- [GOAL OF THE EXERCISE] Copy every item below word for word, but leave the pictures out of your copy.

[Start of RECORDS SHOWN]

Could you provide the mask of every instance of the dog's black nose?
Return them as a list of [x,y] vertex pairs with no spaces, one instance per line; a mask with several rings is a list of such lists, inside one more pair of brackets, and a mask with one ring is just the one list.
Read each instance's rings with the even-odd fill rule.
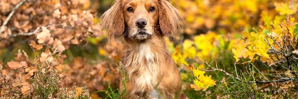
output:
[[139,28],[144,28],[147,25],[147,21],[144,18],[139,19],[136,21],[136,26]]

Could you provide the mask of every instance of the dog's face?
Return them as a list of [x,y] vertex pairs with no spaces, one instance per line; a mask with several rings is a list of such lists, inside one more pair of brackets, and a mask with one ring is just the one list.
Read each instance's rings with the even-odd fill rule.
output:
[[123,13],[126,29],[124,35],[127,38],[143,41],[149,39],[158,32],[156,28],[159,13],[157,0],[124,0]]
[[101,17],[108,39],[146,41],[152,36],[175,37],[184,23],[182,16],[166,0],[115,0]]

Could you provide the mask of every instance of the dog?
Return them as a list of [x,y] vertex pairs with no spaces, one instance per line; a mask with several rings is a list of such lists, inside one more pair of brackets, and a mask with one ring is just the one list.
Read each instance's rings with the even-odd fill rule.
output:
[[180,73],[164,40],[183,27],[178,10],[166,0],[116,0],[100,19],[108,40],[125,40],[125,99],[178,98]]

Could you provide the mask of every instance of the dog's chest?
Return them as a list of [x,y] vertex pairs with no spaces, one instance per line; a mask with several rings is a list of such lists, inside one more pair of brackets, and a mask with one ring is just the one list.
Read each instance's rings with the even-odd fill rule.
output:
[[139,91],[152,89],[158,81],[157,64],[154,61],[156,55],[149,45],[141,45],[136,49],[137,53],[134,57],[127,56],[127,62],[130,62],[126,69],[130,80]]

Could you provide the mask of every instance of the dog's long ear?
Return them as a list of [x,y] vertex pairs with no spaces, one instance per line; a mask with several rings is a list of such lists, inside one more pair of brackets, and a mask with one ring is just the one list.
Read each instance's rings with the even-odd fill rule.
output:
[[166,0],[158,1],[161,32],[166,35],[176,37],[184,25],[182,14]]
[[116,0],[112,7],[100,17],[102,28],[106,29],[108,39],[115,40],[121,37],[124,31],[123,0]]

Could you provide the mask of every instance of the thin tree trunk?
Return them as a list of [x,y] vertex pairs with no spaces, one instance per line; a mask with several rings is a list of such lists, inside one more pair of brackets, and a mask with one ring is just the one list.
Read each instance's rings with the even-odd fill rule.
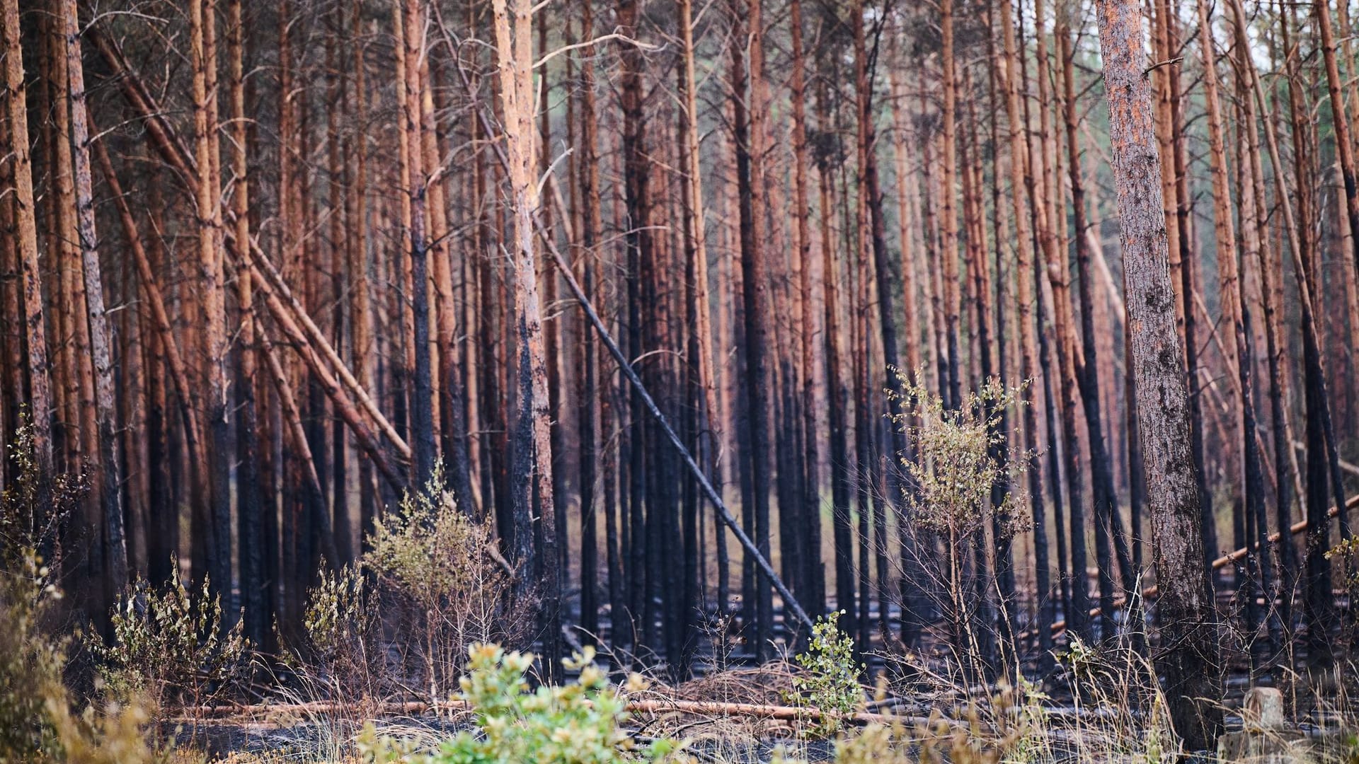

[End of RECORDS SHOWN]

- [ANSWER FOR THIS EXERCISE]
Could you provide the mask of every instance of the dog's black nose?
Return them as a list of [x,y] vertex pairs with no spaces, one instance per line; a mask with several rings is a list of such lists, inside one more pair of brackets, and a mask with one ring is just the one list.
Read each instance's rings with the even-odd fill rule.
output:
[[139,28],[144,28],[147,25],[147,21],[144,18],[139,19],[136,21],[136,26]]

Could you provide the mask of every instance of the dog's face?
Return them as a list of [x,y] vertex pairs with no spaces, one instance per line; a mask with several rings is a list of such lists, inside one more pair of brackets, and a mask with one ring is just the one list.
Read each instance's rings with the even-odd fill rule.
output:
[[123,13],[126,29],[124,35],[127,38],[143,41],[149,39],[158,32],[156,28],[159,13],[157,0],[124,0]]
[[101,17],[108,39],[146,41],[152,36],[175,37],[184,23],[182,16],[166,0],[115,0]]

Could you provide the mask of every instance of the dog?
Return them as a list of [x,y] vertex pairs with no spaces, one instance per line; a mask with several rings is a list of such lists, inside one more pair of brackets, and a mask with one ring is just the one list.
Read each instance's rings with the even-odd fill rule.
output:
[[180,73],[164,40],[183,27],[178,10],[166,0],[116,0],[100,19],[108,40],[125,40],[125,99],[178,98]]

Could you provide the mask of every instance of the dog's chest?
Return them as a list of [x,y] vertex pairs with no spaces, one instance per line; a mask with several rings is a list of such lists, inside one more pair of brackets, and a mask with one ring is just the one list.
Read each instance's rings with the even-odd fill rule.
output:
[[139,91],[152,89],[158,81],[157,64],[154,61],[156,55],[149,45],[141,45],[136,49],[137,53],[134,57],[127,56],[127,62],[130,62],[126,69],[130,80]]

Could you provide the mask of every instance of the dog's long ear?
Return them as a list of [x,y] vertex pairs with no spaces, one instance per line; a mask with several rings is a list of such lists, inside one more pair of brackets, and a mask with one ring is just the one list.
Read each instance's rings with the even-odd fill rule.
output:
[[166,0],[158,1],[161,32],[166,35],[176,37],[184,25],[182,14]]
[[116,0],[112,7],[100,17],[102,28],[106,29],[108,39],[115,40],[121,37],[124,31],[123,0]]

Could you provide the mask of every instance of the thin tree trunk?
Return them as a list of [x,y] vertex pairs with no spaces, one instance per line; a mask with several rings is a list of such lists, inside one more pair of brackets, and a mask with one ring is just the one list.
Read each instance's rings with the even-odd fill rule.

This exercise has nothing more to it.